[WHAT YOU ARE ASKED TO DO] Could you recast the rows below as a JSON list of strings, one string per line, with blank lines left out?
** start RAW RECORDS **
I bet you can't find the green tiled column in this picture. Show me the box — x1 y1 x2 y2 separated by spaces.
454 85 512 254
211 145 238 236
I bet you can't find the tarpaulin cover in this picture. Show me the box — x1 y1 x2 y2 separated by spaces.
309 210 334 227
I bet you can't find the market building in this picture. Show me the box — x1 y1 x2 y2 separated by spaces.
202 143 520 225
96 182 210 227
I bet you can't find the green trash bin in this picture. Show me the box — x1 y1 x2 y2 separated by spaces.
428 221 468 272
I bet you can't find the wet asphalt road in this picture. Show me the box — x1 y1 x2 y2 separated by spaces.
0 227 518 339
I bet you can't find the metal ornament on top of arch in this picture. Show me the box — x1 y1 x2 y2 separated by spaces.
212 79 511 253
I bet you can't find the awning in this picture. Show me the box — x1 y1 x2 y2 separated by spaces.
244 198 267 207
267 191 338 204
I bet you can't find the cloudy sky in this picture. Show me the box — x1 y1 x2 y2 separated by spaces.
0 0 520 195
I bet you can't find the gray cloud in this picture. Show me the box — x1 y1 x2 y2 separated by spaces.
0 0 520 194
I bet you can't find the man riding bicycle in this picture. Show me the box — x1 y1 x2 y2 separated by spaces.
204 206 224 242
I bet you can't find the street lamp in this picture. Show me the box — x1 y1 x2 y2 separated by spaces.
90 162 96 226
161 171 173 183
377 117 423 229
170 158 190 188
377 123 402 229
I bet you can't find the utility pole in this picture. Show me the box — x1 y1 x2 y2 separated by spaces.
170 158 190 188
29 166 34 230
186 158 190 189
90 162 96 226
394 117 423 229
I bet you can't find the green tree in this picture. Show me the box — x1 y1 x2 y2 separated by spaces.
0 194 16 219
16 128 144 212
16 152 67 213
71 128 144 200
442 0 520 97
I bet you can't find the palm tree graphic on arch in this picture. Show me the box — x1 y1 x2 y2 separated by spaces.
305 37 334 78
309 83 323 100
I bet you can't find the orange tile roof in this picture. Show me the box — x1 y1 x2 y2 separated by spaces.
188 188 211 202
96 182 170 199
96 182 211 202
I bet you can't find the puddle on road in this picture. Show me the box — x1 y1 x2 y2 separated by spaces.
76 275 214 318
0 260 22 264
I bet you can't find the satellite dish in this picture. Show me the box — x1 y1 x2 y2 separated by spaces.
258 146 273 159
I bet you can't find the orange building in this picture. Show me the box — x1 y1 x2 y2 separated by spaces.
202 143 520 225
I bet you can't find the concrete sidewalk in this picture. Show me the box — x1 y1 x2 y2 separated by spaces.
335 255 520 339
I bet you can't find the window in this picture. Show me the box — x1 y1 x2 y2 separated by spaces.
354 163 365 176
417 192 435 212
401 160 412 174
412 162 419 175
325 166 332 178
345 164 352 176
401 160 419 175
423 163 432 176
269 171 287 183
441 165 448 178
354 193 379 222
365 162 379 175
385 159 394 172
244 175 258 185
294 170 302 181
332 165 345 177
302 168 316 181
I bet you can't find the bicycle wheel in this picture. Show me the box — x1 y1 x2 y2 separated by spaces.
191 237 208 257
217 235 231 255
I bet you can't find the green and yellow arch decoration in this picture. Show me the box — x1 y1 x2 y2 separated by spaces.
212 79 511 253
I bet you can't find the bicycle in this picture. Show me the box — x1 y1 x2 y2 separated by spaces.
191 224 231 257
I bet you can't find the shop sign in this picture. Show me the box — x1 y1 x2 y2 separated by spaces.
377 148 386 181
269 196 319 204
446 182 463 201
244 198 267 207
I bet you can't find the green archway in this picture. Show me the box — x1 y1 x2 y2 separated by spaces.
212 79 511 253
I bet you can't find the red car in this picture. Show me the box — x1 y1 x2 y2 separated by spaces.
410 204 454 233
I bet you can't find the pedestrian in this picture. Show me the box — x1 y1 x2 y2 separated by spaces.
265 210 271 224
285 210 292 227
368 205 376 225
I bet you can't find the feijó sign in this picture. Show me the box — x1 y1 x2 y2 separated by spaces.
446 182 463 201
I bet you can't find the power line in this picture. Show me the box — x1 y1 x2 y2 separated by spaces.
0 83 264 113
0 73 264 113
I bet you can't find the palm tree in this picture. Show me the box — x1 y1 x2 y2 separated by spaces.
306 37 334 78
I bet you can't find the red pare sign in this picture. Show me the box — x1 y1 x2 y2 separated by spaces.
** end RAW RECORDS **
[COMPLETE RESPONSE]
[
  "I bet you can't find the green tiled column in this picture. Show me the box — x1 y1 x2 y2 separated by spaces.",
  "454 85 512 254",
  "211 145 238 236",
  "I bet you can't find the tarpaulin cover in this picture. Show me the box — x1 y1 x2 y2 separated by spaces.",
  "309 210 334 227",
  "I bet you can't find the market building in this picture. Show me the box — x1 y1 x2 y2 separated by spaces.",
  "202 143 520 225",
  "96 182 210 227",
  "I bet you can't find the green trash bin in this picture. Show me the box — x1 y1 x2 y2 separated by spaces.",
  "428 221 468 272",
  "I bet you can't find the wet asphalt road in this picture. Show me the box — x1 y1 x2 y2 separated by spaces.",
  "0 227 518 339",
  "I bet you can't find the metal ornament on top of arch in this picture. Show me the box — x1 y1 x2 y2 separated by spaces.",
  "212 79 511 253",
  "I bet you can't find the awning in this picture. Show me the box — x1 y1 x2 y2 separated by spaces.",
  "244 198 267 207",
  "267 191 338 204",
  "I bet you can't find the cloudy sky in this picture. Show me the box — x1 y1 x2 y2 separated by spaces.",
  "0 0 520 195",
  "I bet you can't find the gray cloud in this picture. Show me the box — x1 y1 x2 y2 separated by spaces.",
  "0 0 520 194",
  "I bet you can't find the man riding bicycle in this picture. Show me the box — x1 y1 x2 y2 separated by spaces.",
  "204 206 224 242",
  "I bet you can't find the street lamp in this picture. Show me the box — x1 y1 x2 y2 separated by spaces.",
  "90 162 96 226",
  "161 171 173 183",
  "377 117 423 229",
  "170 158 190 188",
  "377 123 402 229",
  "I bet you can't find the utility pole in this picture. Show me the box — x1 y1 x2 y2 separated by spaces.",
  "170 158 190 188",
  "29 166 34 230",
  "186 158 190 189",
  "90 162 96 226",
  "394 117 423 229",
  "I bet you can't find the green tree in this picture. Show me the box — x1 y1 x2 y2 separated by spaces.",
  "0 194 16 219",
  "16 128 144 212",
  "16 152 67 213",
  "71 128 144 200",
  "442 0 520 97",
  "I bet you can't find the palm tree graphic on arch in this picture. Show me the box — x1 y1 x2 y2 separated by spaces.",
  "305 37 334 78",
  "309 83 323 100",
  "I bet you can't find the orange tile roof in this picture. Show me the box — x1 y1 x2 y2 separated by spaces.",
  "188 188 211 202",
  "96 182 170 199",
  "96 182 211 202",
  "I bet you can't find the puddle on road in this picture. Show me the box — x1 y1 x2 y2 separated by spaces.",
  "76 275 214 318",
  "0 260 22 264",
  "I bet you can't find the satellite dish in this picture. Show me the box — x1 y1 x2 y2 separated by spaces.",
  "258 146 273 159",
  "I bet you can't find the orange building in this picture. Show me the box — x1 y1 x2 y2 separated by spaces.",
  "202 143 520 225",
  "I bet you can't find the concrete sidewalk in this picture. Show me the box — x1 y1 x2 y2 separated by spaces.",
  "335 255 520 339",
  "I bet you can't find the window in this picture. Show me the box — x1 y1 x2 y2 separated by spaces.",
  "354 163 365 176",
  "417 192 435 212",
  "401 160 412 174",
  "412 162 419 175",
  "325 166 332 178",
  "345 164 352 176",
  "401 160 419 175",
  "423 163 432 176",
  "269 171 287 183",
  "441 165 448 178",
  "354 193 379 222",
  "365 162 379 175",
  "385 159 394 172",
  "244 175 258 185",
  "294 170 302 181",
  "332 165 345 177",
  "302 168 316 181",
  "I bet you can't find the bicycle wheel in this picture. Show me the box — x1 y1 x2 y2 separated by spaces.",
  "191 237 208 257",
  "217 235 231 255",
  "I bet you can't find the green and yellow arch decoration in this picture. Show me the box — x1 y1 x2 y2 separated by spaces.",
  "212 79 511 253",
  "I bet you can't find the bicycle in this picture. Show me the box — x1 y1 x2 y2 separated by spaces.",
  "191 224 231 257",
  "I bet you can't find the shop sign in this picture. Show me the box — x1 y1 x2 y2 separated by spaces.",
  "377 148 386 181",
  "269 196 319 204",
  "446 182 463 201",
  "244 198 267 207",
  "I bet you can't find the green archway in this picture. Show me the box — x1 y1 x2 y2 separated by spaces.",
  "212 79 511 253",
  "I bet you can't find the red car in this picture. Show me the box — x1 y1 x2 y2 separated by spaces.",
  "410 204 454 233",
  "I bet you can't find the pedestrian in this picture. Show me the box — x1 y1 x2 y2 separated by spaces.",
  "265 210 271 224",
  "285 210 292 227",
  "368 205 376 225",
  "I bet you can't find the feijó sign in this picture. Show me the box — x1 y1 x2 y2 separated by spaces.",
  "446 182 463 201",
  "I bet you can't find the power line in this picture. Show me the box — x1 y1 x2 y2 separated by spaces.",
  "0 83 264 113",
  "0 73 264 113",
  "I bet you can't find the palm tree in this picture. Show me the box — x1 y1 x2 y2 separated by spaces.",
  "306 37 334 78",
  "I bet you can't find the red pare sign in this picture. Show me the box — x1 y1 x2 y2 separated by spaces."
]